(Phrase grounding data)
-- Opening Marker --

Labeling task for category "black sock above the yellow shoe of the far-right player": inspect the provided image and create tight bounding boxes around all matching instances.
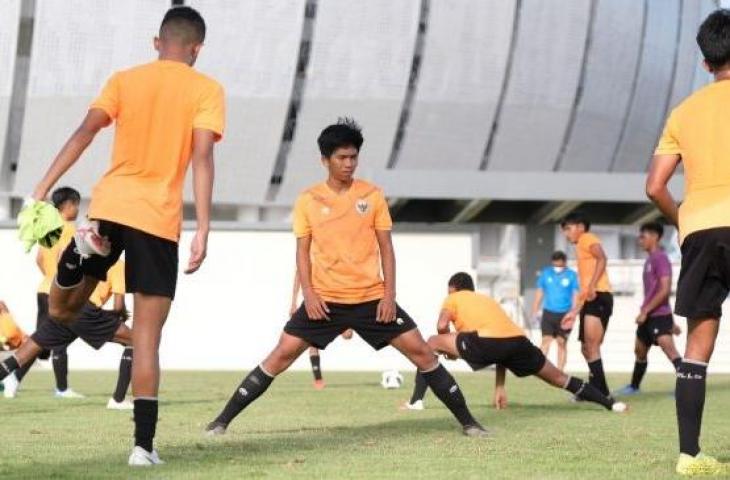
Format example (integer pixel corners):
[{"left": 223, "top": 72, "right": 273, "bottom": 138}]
[{"left": 675, "top": 360, "right": 707, "bottom": 457}]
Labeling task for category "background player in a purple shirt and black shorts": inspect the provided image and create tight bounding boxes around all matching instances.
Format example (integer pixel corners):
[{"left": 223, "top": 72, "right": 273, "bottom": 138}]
[{"left": 616, "top": 222, "right": 682, "bottom": 395}]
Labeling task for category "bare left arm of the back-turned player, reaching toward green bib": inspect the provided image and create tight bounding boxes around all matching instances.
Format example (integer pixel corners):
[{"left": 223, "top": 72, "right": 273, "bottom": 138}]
[{"left": 33, "top": 108, "right": 111, "bottom": 200}]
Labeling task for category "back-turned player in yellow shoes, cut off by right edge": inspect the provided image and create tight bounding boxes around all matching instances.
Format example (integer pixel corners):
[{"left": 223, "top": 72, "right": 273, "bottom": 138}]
[{"left": 637, "top": 9, "right": 730, "bottom": 475}]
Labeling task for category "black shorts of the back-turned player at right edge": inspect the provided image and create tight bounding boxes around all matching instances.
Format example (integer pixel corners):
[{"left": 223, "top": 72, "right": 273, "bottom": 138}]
[{"left": 674, "top": 227, "right": 730, "bottom": 320}]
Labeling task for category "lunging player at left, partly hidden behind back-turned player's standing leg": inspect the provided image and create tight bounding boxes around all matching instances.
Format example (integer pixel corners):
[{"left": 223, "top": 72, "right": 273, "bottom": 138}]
[{"left": 0, "top": 261, "right": 132, "bottom": 410}]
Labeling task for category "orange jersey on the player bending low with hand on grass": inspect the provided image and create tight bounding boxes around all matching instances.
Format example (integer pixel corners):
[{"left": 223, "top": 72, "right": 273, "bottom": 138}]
[{"left": 441, "top": 290, "right": 525, "bottom": 338}]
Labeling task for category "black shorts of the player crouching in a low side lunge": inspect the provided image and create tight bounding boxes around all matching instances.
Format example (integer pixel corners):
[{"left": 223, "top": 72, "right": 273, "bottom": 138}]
[{"left": 456, "top": 332, "right": 547, "bottom": 377}]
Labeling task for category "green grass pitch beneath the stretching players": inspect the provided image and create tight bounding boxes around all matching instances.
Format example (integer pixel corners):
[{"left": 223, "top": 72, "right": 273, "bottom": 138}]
[{"left": 0, "top": 372, "right": 730, "bottom": 480}]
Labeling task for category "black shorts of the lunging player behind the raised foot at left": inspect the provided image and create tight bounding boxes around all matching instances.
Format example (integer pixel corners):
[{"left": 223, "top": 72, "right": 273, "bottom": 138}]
[{"left": 30, "top": 302, "right": 123, "bottom": 350}]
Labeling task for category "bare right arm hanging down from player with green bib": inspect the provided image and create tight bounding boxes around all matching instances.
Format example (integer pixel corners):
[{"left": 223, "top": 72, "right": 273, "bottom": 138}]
[{"left": 185, "top": 128, "right": 216, "bottom": 274}]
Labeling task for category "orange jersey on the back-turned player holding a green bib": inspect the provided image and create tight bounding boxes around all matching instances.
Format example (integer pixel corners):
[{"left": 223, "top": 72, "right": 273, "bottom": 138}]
[{"left": 89, "top": 60, "right": 225, "bottom": 242}]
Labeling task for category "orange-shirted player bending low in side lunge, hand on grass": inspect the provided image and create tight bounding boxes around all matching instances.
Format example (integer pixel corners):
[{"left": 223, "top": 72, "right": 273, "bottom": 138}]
[{"left": 410, "top": 272, "right": 628, "bottom": 413}]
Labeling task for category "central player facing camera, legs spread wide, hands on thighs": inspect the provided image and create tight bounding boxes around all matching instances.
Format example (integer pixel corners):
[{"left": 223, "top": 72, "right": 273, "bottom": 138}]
[{"left": 206, "top": 119, "right": 486, "bottom": 436}]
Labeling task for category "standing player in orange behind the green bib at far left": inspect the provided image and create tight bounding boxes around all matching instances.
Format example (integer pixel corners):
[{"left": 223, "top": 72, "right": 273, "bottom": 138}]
[{"left": 36, "top": 187, "right": 84, "bottom": 398}]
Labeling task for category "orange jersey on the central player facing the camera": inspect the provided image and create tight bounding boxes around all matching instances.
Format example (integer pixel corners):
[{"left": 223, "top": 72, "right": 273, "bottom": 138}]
[{"left": 293, "top": 180, "right": 393, "bottom": 304}]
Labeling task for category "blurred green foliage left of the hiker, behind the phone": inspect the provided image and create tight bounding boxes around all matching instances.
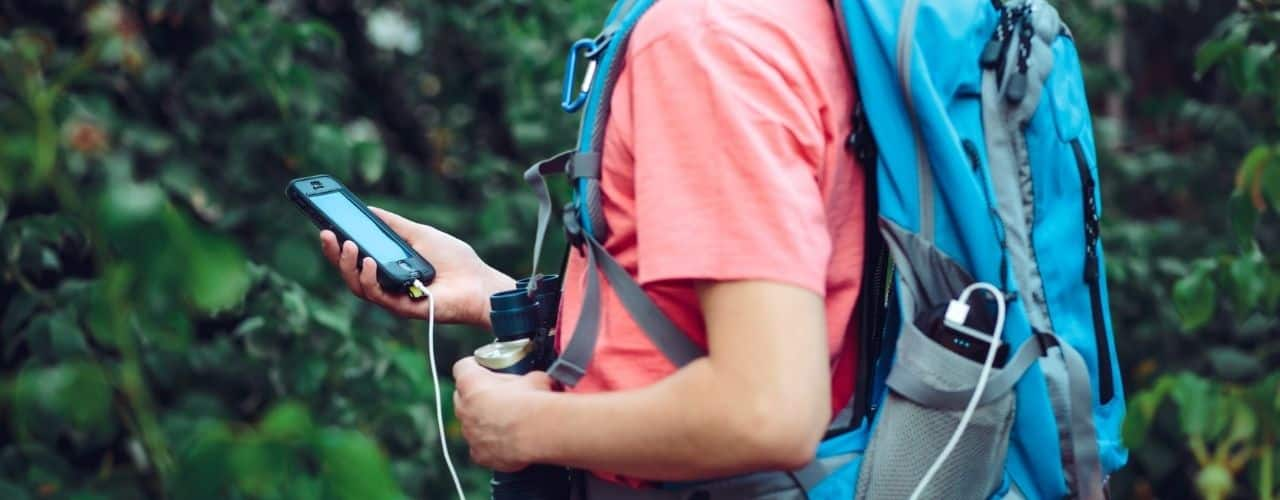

-- Closing Marker --

** YOUR INSTRUCTIONS **
Wherever a line of the records above contains the string "bending", copy that line out.

** ANSWER BOX **
Labeling task for category "orange jersey on the player bending low with hand on grass": inspect the provided image and create tight bounding boxes around all matching instances.
Labeling task for category "orange-shirted player bending low in side lunge, hand on grass": inspect the provided image and create tight bounding boxes around all matching instances.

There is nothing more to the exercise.